Le choc du prix de l’énergie pose un problème

Les conséquences du choc énergétique vont se faire ressentir dans le monde entier. Il va y avoir certains effets négatifs en marge de la prospérité. Les décisions concernant des investissements pourraient être repoussées jusqu’à ce que les perspectives géopolitiques s’améliorent. L’interruption de la chaîne d’approvisionnement pourrait demeurer un problème, surtout pour les sociétés d’importation européennes d’énergie et de matières premières. Les perspectives d’investissement restent mauvaises et l’opinion générale est d’avis que cette situation pourrait durer, surtout sans put de la banque centrale.

Les marchés ont en partie annoncé la récession

Toutefois, l’évaluation des marchés d’actions internationaux a atteint un niveau comparable aux récessions du passé. La hausse des credit spreads indique la présence de stress dans les entreprises même s’il ne s’agit pas encore d’une crise. Sur les marchés de taux d’intérêt, les courbes de rendement sont si plates que tout porte à croire qu’elles annoncent une récession. Tous ces mouvements pourraient s’étendre sur le court terme si les données macro-économiques affichent un développement négatif.

- Données extraites
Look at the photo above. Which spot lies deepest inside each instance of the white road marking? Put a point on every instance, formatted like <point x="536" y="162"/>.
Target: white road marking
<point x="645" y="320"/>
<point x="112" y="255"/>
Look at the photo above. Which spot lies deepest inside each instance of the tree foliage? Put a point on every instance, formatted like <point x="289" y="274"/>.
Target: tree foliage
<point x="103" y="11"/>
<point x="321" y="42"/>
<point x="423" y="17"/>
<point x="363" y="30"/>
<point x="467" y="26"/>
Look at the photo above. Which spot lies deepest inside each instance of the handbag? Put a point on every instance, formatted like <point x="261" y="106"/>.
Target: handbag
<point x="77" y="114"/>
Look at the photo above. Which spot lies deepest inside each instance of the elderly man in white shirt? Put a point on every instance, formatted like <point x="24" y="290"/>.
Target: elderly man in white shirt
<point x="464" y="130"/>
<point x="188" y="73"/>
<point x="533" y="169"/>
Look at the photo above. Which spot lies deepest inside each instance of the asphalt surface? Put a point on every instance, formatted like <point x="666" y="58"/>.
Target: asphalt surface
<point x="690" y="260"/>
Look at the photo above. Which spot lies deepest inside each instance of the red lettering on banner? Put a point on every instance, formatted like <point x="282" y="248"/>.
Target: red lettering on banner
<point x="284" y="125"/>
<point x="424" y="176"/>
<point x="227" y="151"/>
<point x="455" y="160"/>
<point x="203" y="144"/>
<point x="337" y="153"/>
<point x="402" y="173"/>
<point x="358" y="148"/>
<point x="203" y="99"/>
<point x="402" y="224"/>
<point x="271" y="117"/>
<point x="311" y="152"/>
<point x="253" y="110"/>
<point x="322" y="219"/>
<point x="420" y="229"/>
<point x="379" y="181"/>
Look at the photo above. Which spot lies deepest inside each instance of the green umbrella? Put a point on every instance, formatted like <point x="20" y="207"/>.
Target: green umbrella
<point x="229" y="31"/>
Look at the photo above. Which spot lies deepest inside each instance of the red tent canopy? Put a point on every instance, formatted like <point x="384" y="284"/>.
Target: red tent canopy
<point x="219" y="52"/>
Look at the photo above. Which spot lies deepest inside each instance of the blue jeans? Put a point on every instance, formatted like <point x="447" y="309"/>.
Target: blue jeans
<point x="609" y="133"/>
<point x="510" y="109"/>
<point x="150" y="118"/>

--

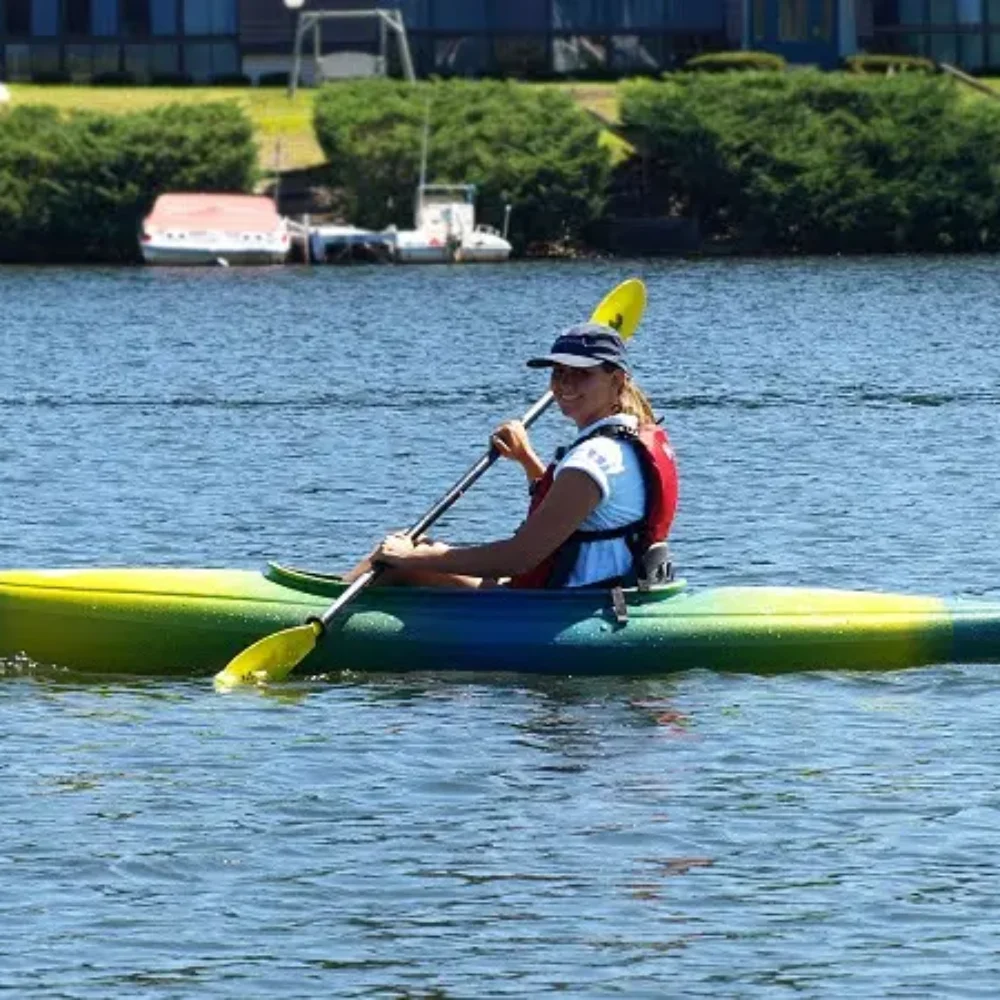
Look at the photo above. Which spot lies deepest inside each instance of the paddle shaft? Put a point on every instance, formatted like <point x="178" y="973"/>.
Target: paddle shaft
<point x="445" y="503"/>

...

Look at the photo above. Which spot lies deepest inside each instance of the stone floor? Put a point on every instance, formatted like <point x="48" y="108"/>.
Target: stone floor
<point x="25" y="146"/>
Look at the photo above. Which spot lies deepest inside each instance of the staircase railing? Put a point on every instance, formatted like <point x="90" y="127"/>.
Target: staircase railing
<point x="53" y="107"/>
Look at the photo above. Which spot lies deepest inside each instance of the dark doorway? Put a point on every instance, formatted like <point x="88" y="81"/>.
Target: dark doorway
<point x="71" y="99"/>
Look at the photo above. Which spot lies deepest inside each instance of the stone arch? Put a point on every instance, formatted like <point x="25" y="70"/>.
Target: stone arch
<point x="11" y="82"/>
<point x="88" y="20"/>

- Consigne
Répondez à ces questions sur le texte consacré au choc énergétique.
1. Jusqu'à quand les décisions concernant des investissements pourraient-elles être repoussées ?
2. Pour quelles sociétés l'interruption de la chaîne d'approvisionnement pourrait-elle surtout demeurer un problème ?
3. Qu'indique la hausse des credit spreads ?
Répondez en vous fondant uniquement sur le texte.

- Réponse
1. Elles pourraient être repoussées jusqu'à ce que les perspectives géopolitiques s'améliorent.
2. Elle pourrait surtout demeurer un problème pour les sociétés d'importation européennes d'énergie et de matières premières.
3. Elle indique la présence de stress dans les entreprises, même s'il ne s'agit pas encore d'une crise.